*PASSAGE SHOWN*:
--- begin ---
According to multiple reports, the USTA is close to reaching agreements with the WTA and ATP Tours regarding protocols for the event.
Both tours have postponed all events scheduled through the end of July, but the August schedule is now reportedly being reframed.
Reports emerged in early June that the Western & Southern Open, which has men’s and women’s divisions, would be moved from Mason, Ohio, to the USTA Billie Jean King National Tennis Center and played the week before the U.S. Open.
ESPN reported Monday that the men’s and women’s Citi Open in Washington could be postponed from Aug. 2-9 to Aug. 16-23.
The WTA Tour’s Rogers Cup, scheduled for Aug. 10-16 in Montreal, was cancelled in mid-April. According to ESPN, the new schedule proposed by the USTA would see the ATP Tour’s version of the Rogers Cup, set for the same week in Toronto, also get scratched.
Even if dates are established for the U.S. Open, the USTA still must get the players on board with its plans for hosting the event.
World No. 1 Novak Djokovic said earlier this month that the restrictions reportedly being imposed for the U.S. Open would be untenable. “I had a telephone conversation with the leaders of world tennis, there were talks about the continuation of the season, mostly about the U.S. Open due in late August, but it is not known whether it will be held,” Djokovic told Prva TV. “The rules that they told us that we would have to respect to be there, to play at all, they are extreme. We would not have access to Manhattan, we would have to sleep in hotels at the airport, to be tested twice or three times per week.
“Also, we could bring one person to the club which is really impossible. I mean, you need your coach, then a fitness trainer, then a physiotherapist.”
--- end ---
*WRITTEN REQUEST 1*:
Translate this sentence from the passage on the U.S. Open into Spanish: "Even if dates are established for the U.S. Open, the USTA still must get the players on board with its plans for hosting the event."

*INPUT MATERIAL*:
--- begin ---
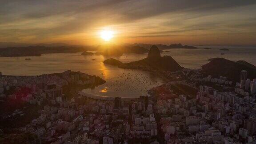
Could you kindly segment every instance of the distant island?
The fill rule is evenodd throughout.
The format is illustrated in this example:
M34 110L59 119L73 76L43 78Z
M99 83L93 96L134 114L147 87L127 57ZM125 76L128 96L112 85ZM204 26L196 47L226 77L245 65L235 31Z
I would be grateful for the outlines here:
M151 47L153 45L152 44L138 44L138 43L135 43L134 44L136 45L139 45L148 49L150 49L150 48L151 48ZM155 44L155 45L157 47L157 48L158 48L160 50L172 49L172 48L185 48L185 49L198 48L197 47L195 46L191 45L183 45L181 44L171 44L169 45L162 44Z
M161 56L160 51L155 45L152 46L148 57L141 60L124 64L115 59L105 60L104 64L127 69L138 69L148 71L157 70L174 72L183 68L171 56Z
M143 54L148 52L148 50L138 45L99 45L97 47L98 52L96 54L105 56L121 56L124 53Z
M229 51L229 49L228 49L228 48L221 48L221 49L220 49L220 51Z
M44 46L35 46L23 47L11 47L0 49L0 56L40 56L45 53L82 52L84 47L49 47Z
M88 52L84 51L84 52L83 52L83 53L82 53L81 54L82 55L94 55L94 53L93 53L93 52Z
--- end ---
*WRITTEN REQUEST 2*:
Copy the listing word for word, starting at its beginning and going on through the line containing "I would be grateful", with both ends included. Leave the pictures out of your answer.

*EXERCISE RESPONSE 1*:
Aunque se establezcan fechas para el U.S. Open, la USTA todavía debe conseguir que los jugadores apoyen sus planes para albergar el evento.

*EXERCISE RESPONSE 2*:
Could you kindly segment every instance of the distant island?
The fill rule is evenodd throughout.
The format is illustrated in this example:
M34 110L59 119L73 76L43 78Z
M99 83L93 96L134 114L147 87L127 57ZM125 76L128 96L112 85ZM204 26L196 47L226 77L245 65L235 31Z
I would be grateful for the outlines here:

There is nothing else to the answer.